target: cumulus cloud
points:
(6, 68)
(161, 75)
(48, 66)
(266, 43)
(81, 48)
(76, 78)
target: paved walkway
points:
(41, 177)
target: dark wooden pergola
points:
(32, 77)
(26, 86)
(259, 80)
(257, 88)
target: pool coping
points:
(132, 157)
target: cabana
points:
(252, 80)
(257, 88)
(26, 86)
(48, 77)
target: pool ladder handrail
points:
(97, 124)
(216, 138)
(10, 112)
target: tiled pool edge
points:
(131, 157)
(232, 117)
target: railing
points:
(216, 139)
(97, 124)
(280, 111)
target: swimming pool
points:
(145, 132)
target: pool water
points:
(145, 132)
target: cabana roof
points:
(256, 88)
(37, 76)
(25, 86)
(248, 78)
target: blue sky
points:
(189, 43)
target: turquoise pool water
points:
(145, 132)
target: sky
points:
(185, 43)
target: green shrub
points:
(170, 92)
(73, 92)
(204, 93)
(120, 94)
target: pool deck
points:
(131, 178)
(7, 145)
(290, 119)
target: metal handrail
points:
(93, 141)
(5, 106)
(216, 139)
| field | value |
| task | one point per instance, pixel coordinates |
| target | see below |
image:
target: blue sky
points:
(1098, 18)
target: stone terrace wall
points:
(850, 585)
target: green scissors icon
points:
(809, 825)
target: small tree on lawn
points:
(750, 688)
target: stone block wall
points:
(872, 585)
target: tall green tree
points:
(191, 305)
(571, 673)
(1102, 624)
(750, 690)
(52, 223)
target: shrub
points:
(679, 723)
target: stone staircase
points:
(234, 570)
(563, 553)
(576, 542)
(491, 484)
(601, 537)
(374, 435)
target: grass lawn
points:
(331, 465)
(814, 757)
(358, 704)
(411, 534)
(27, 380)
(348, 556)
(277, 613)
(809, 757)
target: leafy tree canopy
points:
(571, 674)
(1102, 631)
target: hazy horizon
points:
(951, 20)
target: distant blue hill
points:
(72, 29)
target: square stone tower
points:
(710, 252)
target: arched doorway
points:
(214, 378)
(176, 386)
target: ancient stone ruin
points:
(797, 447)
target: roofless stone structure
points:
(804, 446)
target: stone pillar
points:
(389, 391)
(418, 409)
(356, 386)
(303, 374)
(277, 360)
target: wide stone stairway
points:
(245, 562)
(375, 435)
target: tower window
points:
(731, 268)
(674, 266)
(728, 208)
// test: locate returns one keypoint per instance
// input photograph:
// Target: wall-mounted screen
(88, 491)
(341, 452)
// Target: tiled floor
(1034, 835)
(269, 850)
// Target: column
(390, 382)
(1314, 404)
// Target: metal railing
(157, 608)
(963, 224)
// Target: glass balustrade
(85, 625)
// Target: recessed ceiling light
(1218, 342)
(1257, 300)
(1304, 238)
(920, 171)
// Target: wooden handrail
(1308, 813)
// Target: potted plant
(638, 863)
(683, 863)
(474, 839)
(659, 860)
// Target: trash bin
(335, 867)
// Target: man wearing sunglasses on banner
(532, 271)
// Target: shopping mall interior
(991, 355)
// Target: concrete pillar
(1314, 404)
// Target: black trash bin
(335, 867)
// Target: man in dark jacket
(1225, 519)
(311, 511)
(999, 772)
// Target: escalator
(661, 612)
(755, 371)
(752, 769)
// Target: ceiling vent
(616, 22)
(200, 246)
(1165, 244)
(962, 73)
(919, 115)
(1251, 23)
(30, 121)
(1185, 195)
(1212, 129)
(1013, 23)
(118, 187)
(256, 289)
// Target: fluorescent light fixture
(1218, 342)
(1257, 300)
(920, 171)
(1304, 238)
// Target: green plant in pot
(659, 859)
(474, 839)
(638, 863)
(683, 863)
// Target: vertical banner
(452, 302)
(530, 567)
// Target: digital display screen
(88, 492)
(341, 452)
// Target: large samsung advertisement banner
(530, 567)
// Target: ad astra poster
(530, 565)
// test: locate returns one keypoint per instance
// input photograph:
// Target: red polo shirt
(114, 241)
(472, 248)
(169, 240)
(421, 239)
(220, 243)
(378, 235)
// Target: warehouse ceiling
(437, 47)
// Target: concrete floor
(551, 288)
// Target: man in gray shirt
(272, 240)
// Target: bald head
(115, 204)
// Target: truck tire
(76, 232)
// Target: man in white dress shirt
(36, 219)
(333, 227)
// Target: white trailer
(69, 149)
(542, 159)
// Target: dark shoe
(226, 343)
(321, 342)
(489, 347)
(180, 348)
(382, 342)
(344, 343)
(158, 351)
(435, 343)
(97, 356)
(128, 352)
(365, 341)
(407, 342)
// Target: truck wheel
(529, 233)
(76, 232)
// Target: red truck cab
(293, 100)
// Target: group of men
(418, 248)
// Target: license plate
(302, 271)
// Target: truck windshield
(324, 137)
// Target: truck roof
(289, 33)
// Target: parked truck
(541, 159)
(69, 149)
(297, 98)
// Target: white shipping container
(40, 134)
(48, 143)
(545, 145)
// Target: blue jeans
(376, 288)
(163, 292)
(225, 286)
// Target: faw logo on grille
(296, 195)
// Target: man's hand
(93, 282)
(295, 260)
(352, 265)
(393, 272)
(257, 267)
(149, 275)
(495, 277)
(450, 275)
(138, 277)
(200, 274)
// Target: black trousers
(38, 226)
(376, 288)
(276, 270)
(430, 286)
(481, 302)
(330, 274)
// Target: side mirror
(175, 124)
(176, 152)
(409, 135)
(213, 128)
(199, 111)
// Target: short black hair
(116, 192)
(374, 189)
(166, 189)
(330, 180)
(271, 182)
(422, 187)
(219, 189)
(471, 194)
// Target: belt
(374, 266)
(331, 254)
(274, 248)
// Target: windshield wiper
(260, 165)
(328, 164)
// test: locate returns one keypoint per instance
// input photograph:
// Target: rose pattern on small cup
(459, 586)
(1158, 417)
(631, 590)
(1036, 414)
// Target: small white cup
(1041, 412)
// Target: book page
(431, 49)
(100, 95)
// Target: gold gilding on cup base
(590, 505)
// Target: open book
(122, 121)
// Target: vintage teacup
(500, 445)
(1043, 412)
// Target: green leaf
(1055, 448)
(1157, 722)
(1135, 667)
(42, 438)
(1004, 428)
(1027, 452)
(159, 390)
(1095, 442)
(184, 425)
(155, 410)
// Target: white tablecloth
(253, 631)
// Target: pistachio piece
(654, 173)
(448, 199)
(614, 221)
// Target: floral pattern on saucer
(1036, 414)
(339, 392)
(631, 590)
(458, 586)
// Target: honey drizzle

*EXERCISE*.
Restate each of the entries above verbatim.

*THE SOLUTION*.
target: cumulus cloud
points:
(6, 68)
(161, 75)
(48, 66)
(266, 43)
(81, 48)
(76, 78)
target: paved walkway
points:
(41, 177)
target: dark wooden pergola
points:
(32, 77)
(26, 86)
(259, 80)
(257, 88)
target: pool coping
points:
(132, 157)
target: cabana
points:
(252, 80)
(257, 88)
(26, 86)
(48, 77)
target: pool ladder handrail
points:
(97, 124)
(216, 138)
(10, 112)
target: tiled pool edge
points:
(131, 157)
(232, 117)
target: railing
points:
(216, 139)
(97, 124)
(280, 111)
target: swimming pool
points:
(145, 132)
target: pool water
points:
(145, 132)
target: cabana roof
points:
(256, 88)
(37, 76)
(25, 86)
(248, 78)
target: blue sky
points:
(189, 43)
target: turquoise pool water
points:
(145, 132)
target: sky
points:
(185, 43)
target: green shrub
points:
(170, 92)
(73, 92)
(204, 93)
(120, 94)
target: pool deck
points:
(131, 178)
(7, 145)
(290, 119)
target: metal handrail
points:
(93, 141)
(5, 106)
(216, 139)
| field | value |
| task | one point per instance, pixel coordinates |
| target | see below |
image:
target: blue sky
points:
(1098, 18)
target: stone terrace wall
points:
(850, 585)
target: green scissors icon
points:
(809, 825)
target: small tree on lawn
points:
(750, 688)
target: stone block wall
points:
(872, 585)
target: tall green tree
points:
(191, 305)
(571, 673)
(1102, 624)
(750, 690)
(52, 223)
target: shrub
points:
(679, 723)
target: stone staircase
points:
(234, 570)
(563, 553)
(576, 542)
(491, 484)
(601, 537)
(374, 435)
target: grass lawn
points:
(331, 465)
(814, 757)
(358, 704)
(411, 534)
(27, 380)
(348, 556)
(277, 613)
(809, 757)
target: leafy tree canopy
points:
(571, 674)
(1102, 631)
target: hazy horizon
points:
(951, 20)
target: distant blue hill
points:
(72, 29)
target: square stone tower
points:
(710, 252)
target: arched doorway
points:
(214, 378)
(176, 386)
target: ancient stone ruin
points:
(797, 447)
target: roofless stone structure
points:
(804, 446)
target: stone pillar
points:
(389, 391)
(418, 409)
(356, 386)
(303, 374)
(277, 360)
target: wide stone stairway
points:
(245, 562)
(375, 435)
target: tower window
points:
(731, 268)
(674, 266)
(728, 208)
// test: locate returns one keypoint per instance
// input photograph:
// Target: wall-mounted screen
(88, 491)
(341, 452)
// Target: tiled floor
(1034, 835)
(269, 850)
// Target: column
(390, 382)
(1314, 404)
// Target: metal railing
(157, 608)
(963, 224)
// Target: glass balustrade
(85, 625)
// Target: recessed ceiling light
(1218, 342)
(1257, 300)
(1304, 238)
(920, 171)
// Target: wooden handrail
(1308, 813)
// Target: potted plant
(638, 863)
(683, 863)
(474, 839)
(659, 860)
// Target: trash bin
(335, 867)
// Target: man wearing sunglasses on banner
(532, 271)
// Target: shopping mall interior
(991, 355)
// Target: concrete pillar
(1314, 404)
// Target: black trash bin
(335, 867)
// Target: man in dark jacket
(1225, 519)
(311, 511)
(999, 772)
// Target: escalator
(661, 612)
(755, 371)
(752, 769)
// Target: ceiling vent
(616, 22)
(200, 246)
(1165, 244)
(962, 73)
(919, 115)
(1251, 23)
(30, 121)
(1185, 195)
(1212, 129)
(1013, 23)
(118, 187)
(256, 289)
// Target: fluorescent light fixture
(1218, 342)
(1257, 300)
(920, 171)
(1304, 238)
// Target: green plant in pot
(659, 859)
(474, 839)
(638, 863)
(683, 863)
// Target: vertical banner
(452, 302)
(530, 567)
// Target: digital display screen
(88, 492)
(341, 452)
// Target: large samsung advertisement banner
(530, 567)
// Target: ad astra poster
(530, 565)
// test: locate returns one keypoint per instance
// input photograph:
// Target: red polo shirt
(114, 241)
(472, 248)
(169, 240)
(421, 239)
(220, 243)
(378, 235)
// Target: warehouse ceiling
(437, 47)
// Target: concrete floor
(551, 288)
// Target: man in gray shirt
(272, 240)
// Target: bald head
(115, 204)
// Target: truck tire
(76, 232)
// Target: man in white dress shirt
(36, 219)
(333, 227)
// Target: white trailer
(69, 149)
(542, 159)
// Target: dark shoe
(226, 343)
(321, 342)
(489, 347)
(180, 348)
(382, 342)
(344, 343)
(158, 351)
(435, 343)
(97, 356)
(128, 352)
(365, 341)
(407, 342)
// Target: truck wheel
(529, 233)
(76, 232)
// Target: red truck cab
(293, 100)
// Target: group of men
(418, 248)
// Target: license plate
(302, 271)
// Target: truck windshield
(324, 137)
// Target: truck roof
(289, 33)
// Target: parked truck
(541, 159)
(69, 149)
(297, 98)
// Target: white shipping container
(40, 134)
(48, 143)
(545, 145)
// Target: blue jeans
(376, 288)
(163, 292)
(225, 286)
// Target: faw logo on grille
(296, 195)
// Target: man's hand
(93, 282)
(295, 260)
(352, 265)
(393, 272)
(257, 267)
(149, 275)
(495, 277)
(450, 275)
(138, 277)
(200, 274)
// Target: black trousers
(38, 226)
(376, 288)
(276, 270)
(430, 286)
(481, 302)
(330, 274)
// Target: side mirror
(175, 124)
(176, 152)
(409, 135)
(213, 128)
(199, 111)
// Target: short black hair
(116, 192)
(374, 189)
(166, 189)
(330, 180)
(271, 182)
(422, 187)
(219, 189)
(471, 194)
// Target: belt
(374, 266)
(331, 254)
(274, 248)
// Target: windshield wiper
(260, 165)
(328, 164)
// test: locate returns one keypoint per instance
// input photograph:
// Target: rose pattern on small cup
(459, 586)
(1158, 417)
(631, 590)
(1036, 414)
// Target: small white cup
(1041, 412)
// Target: book page
(431, 49)
(100, 95)
// Target: gold gilding on cup base
(590, 505)
// Target: open book
(122, 121)
// Target: vintage teacup
(500, 445)
(1043, 412)
// Target: green leaf
(1055, 448)
(1157, 722)
(1135, 667)
(42, 438)
(1004, 428)
(1027, 452)
(159, 390)
(1095, 442)
(184, 425)
(155, 410)
// Target: white tablecloth
(253, 631)
// Target: pistachio piece
(654, 173)
(448, 199)
(614, 221)
// Target: floral pattern on saucer
(1036, 414)
(339, 392)
(631, 590)
(458, 586)
// Target: honey drizzle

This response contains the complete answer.